# MATERIAL PROVIDED:
_ _ _ _ _

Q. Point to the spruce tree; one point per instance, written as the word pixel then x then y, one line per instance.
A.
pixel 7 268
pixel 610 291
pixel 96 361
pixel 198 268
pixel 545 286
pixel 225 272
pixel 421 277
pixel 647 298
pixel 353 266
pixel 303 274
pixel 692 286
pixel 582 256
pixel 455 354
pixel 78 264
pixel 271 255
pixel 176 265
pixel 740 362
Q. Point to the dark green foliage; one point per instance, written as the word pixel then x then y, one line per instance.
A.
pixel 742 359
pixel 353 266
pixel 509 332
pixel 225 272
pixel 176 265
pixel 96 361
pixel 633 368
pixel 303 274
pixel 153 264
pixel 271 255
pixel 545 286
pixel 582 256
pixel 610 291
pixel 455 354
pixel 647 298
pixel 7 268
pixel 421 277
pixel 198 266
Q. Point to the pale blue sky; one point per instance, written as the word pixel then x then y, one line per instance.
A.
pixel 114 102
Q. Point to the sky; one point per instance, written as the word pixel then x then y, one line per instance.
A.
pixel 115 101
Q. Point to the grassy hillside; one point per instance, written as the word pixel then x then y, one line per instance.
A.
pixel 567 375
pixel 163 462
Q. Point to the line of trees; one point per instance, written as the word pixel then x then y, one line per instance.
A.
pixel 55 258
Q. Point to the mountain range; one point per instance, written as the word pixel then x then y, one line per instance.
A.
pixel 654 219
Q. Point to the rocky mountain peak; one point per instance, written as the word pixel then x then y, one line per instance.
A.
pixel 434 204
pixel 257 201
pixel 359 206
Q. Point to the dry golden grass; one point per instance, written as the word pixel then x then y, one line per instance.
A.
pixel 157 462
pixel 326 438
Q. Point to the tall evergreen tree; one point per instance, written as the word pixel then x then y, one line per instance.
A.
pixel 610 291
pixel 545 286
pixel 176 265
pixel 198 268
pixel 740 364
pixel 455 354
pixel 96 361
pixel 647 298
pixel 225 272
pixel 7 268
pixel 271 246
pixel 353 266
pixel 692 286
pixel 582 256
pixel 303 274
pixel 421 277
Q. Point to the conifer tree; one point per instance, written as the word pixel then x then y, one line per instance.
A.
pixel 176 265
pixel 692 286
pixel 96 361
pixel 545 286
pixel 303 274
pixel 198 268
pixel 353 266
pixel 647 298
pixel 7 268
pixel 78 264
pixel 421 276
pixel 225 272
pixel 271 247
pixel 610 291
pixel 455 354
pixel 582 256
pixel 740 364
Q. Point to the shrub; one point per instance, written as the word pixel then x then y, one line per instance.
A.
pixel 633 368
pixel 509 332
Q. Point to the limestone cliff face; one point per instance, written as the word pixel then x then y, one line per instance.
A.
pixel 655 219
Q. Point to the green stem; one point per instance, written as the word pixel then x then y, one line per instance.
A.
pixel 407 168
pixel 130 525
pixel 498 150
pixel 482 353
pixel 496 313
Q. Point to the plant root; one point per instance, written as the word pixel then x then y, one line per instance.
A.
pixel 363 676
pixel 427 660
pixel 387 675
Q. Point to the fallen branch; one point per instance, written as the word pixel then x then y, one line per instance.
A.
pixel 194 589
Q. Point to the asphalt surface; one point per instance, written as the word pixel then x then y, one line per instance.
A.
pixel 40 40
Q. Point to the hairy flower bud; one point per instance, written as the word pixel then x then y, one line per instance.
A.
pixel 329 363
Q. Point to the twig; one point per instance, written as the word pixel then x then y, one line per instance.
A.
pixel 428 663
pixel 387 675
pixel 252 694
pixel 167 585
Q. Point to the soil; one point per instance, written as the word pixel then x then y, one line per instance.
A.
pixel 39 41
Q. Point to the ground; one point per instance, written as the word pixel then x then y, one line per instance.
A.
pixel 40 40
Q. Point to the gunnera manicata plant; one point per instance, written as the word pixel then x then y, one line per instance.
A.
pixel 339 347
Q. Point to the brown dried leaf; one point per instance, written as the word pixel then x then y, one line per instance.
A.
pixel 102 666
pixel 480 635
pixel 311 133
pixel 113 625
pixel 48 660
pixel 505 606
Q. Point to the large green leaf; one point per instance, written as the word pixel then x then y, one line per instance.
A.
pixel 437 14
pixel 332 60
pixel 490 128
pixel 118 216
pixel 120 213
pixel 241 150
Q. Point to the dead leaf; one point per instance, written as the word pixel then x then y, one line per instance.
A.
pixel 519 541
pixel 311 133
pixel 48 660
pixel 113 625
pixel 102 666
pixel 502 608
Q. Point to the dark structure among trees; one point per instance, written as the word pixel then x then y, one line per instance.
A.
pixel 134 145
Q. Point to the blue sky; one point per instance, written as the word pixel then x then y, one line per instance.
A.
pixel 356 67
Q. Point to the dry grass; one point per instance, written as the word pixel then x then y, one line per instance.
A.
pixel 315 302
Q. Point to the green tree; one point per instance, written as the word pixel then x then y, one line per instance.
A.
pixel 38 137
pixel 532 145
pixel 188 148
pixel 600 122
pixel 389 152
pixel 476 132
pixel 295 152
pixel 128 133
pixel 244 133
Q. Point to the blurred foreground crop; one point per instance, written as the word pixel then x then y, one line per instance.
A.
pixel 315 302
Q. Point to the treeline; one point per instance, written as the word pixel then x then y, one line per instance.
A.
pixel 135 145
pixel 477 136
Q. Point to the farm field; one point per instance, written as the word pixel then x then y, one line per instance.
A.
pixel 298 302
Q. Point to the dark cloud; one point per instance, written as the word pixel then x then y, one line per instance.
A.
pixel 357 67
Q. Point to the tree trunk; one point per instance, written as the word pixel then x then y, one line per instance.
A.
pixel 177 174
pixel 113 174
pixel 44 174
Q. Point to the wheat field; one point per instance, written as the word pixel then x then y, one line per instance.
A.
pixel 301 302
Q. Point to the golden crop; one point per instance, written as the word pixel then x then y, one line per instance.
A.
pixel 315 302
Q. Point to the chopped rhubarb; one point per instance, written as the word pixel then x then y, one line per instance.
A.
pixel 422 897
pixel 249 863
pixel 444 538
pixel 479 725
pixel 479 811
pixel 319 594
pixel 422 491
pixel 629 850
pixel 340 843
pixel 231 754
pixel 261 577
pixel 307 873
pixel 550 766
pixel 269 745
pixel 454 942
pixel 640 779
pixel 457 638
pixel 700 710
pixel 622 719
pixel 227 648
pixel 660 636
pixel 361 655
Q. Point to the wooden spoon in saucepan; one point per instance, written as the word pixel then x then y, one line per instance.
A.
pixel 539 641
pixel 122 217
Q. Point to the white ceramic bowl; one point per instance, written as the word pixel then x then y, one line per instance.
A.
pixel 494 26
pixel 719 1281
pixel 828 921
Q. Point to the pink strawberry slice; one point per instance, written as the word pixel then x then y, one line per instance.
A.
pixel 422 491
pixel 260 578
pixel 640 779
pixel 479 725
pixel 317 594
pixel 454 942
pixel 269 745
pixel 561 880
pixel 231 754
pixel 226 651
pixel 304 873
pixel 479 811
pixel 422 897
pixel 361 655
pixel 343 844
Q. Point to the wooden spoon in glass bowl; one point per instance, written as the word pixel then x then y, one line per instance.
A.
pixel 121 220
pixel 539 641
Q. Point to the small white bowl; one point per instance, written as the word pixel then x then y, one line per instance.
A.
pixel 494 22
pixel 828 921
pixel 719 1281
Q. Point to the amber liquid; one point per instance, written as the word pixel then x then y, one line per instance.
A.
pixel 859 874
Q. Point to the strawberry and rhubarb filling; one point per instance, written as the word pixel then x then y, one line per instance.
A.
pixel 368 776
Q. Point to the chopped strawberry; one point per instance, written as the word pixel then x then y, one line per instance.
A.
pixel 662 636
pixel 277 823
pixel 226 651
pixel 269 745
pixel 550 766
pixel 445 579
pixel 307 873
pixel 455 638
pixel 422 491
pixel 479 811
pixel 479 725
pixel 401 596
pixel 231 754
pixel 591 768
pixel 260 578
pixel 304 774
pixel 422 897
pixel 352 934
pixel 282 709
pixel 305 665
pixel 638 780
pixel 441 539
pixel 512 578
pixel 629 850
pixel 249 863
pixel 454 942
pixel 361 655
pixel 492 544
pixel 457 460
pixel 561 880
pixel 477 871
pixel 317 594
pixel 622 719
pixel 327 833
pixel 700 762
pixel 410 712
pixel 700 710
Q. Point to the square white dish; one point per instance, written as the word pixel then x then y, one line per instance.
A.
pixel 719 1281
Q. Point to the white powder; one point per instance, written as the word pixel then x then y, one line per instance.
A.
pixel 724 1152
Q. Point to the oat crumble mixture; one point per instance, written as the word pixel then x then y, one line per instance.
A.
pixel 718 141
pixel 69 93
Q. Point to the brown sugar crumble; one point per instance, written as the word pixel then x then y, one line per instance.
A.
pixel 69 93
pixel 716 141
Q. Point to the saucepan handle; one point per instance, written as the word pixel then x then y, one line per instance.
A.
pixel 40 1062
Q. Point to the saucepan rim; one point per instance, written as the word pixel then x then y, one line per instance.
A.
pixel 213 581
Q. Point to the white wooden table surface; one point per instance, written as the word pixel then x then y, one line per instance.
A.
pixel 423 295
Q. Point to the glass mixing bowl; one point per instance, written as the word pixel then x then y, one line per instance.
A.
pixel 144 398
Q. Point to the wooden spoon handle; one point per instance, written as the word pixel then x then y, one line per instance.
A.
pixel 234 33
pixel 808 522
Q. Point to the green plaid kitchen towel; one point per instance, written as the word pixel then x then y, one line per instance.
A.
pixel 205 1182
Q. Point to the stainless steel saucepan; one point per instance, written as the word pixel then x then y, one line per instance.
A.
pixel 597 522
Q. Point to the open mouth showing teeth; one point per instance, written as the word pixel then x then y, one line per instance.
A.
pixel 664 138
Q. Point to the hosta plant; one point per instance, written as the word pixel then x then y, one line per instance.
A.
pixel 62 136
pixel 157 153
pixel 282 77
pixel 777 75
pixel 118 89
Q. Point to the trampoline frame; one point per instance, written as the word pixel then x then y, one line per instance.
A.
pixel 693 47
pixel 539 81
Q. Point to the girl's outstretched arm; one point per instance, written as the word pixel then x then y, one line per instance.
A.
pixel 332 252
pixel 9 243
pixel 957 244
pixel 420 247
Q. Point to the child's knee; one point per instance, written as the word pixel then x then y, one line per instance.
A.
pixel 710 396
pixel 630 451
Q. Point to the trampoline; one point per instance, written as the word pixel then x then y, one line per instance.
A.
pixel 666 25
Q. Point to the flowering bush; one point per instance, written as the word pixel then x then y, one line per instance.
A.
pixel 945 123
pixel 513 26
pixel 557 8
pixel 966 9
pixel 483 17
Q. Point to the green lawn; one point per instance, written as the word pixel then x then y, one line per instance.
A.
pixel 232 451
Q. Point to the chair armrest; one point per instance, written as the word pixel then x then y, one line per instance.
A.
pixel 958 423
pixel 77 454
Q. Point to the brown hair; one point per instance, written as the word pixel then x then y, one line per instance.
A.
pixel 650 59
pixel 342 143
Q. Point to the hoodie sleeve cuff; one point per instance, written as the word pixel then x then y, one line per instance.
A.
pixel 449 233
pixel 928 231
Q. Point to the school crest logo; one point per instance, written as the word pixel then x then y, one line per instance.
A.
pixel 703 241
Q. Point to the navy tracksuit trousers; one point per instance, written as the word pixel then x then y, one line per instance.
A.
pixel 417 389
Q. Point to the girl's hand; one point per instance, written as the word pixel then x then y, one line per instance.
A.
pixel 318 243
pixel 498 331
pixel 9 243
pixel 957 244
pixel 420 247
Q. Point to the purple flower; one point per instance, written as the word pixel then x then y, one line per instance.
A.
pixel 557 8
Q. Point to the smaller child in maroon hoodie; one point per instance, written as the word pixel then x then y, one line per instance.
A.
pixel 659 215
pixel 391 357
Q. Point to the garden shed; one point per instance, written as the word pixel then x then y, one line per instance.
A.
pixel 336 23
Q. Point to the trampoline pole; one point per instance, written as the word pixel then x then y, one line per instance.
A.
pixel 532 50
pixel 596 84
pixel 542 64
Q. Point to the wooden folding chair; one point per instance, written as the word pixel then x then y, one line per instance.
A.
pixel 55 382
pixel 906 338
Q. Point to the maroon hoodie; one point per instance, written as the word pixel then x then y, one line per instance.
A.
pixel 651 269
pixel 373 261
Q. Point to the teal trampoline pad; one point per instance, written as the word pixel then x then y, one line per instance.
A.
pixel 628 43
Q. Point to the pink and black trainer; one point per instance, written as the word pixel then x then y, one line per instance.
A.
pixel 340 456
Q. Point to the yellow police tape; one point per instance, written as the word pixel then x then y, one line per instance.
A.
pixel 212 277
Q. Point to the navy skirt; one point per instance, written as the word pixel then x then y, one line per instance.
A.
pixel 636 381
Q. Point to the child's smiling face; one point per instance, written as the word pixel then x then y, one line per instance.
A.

_ _ _ _ _

# WORK TO COMPLETE:
Each line that includes the string "chopped" should be copied from the data.

# OUTPUT FOR THIS EXERCISE:
Q. Point to the chopped rhubarb; one point per instance, written as the word pixel then x then y, one line per instance.
Q. Point to the chopped strawberry; one point per instance, written as the word pixel then x then y, one line per instance.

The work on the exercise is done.